** What the task asks **
Rewrite the stretch from the line containing "privacy fence in the picture above?" through the end of the items below, requests included, and scale every answer coordinate by 2.4, rounding to whole numbers with halves going up. Leave the pictures out.

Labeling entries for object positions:
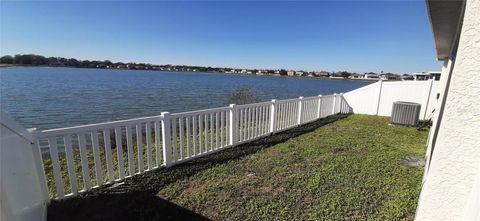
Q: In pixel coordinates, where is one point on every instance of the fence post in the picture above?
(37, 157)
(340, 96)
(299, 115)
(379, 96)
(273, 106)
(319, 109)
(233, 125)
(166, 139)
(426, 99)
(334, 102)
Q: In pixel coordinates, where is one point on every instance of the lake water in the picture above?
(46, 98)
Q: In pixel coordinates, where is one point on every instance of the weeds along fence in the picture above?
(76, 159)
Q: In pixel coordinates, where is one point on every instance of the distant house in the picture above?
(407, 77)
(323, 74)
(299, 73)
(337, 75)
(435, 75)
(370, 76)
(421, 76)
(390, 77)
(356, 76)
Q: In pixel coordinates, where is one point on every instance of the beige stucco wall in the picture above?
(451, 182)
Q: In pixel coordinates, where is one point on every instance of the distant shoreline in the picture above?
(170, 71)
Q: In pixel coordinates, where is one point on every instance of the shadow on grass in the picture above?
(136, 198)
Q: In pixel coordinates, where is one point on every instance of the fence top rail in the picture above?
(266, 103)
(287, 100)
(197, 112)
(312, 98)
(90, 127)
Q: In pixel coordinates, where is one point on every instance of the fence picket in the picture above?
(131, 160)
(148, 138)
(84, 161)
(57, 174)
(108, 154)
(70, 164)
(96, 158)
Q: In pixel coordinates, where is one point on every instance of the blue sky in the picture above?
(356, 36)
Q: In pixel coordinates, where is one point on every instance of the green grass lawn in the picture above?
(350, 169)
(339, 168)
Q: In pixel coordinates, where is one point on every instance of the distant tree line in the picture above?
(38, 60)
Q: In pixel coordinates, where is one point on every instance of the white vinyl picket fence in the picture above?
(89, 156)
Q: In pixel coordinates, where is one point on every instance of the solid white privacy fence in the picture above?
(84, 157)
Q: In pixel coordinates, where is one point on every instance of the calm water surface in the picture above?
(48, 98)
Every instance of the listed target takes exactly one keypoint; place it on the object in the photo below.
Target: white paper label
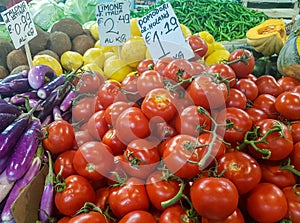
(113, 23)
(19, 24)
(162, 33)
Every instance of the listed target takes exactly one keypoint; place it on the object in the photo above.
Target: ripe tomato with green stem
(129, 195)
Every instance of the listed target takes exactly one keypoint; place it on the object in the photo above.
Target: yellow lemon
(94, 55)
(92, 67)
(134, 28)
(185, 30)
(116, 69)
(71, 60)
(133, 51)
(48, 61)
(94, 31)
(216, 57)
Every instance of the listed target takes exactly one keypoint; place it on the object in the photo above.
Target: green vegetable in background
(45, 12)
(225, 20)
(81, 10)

** Finished exercise **
Q: In pixel coordinates, where is one point on every instance of the solid white privacy fence in the picture above?
(202, 377)
Q: In pixel coordinates, where is one point on every instance of the calm water surface in the picture above?
(115, 235)
Every instance of the listed target takes exactly one keypoint; place it on the object in the photo below.
Target: white paper label
(271, 55)
(46, 58)
(389, 79)
Every instance of the listed target takes exactly one keypoint; place it on the object in the photo above.
Target: ripe tomato with green stem
(310, 468)
Every instance of the listed target takes exactly one keypoint; place it on the object in the photo above.
Target: yellow lemon
(226, 132)
(221, 161)
(322, 67)
(444, 72)
(278, 166)
(170, 144)
(319, 122)
(115, 146)
(226, 74)
(518, 137)
Every instance of the listed target takes exactly one keypoint; place it on the object in the photo above.
Target: green vegetable in background
(108, 29)
(540, 48)
(194, 24)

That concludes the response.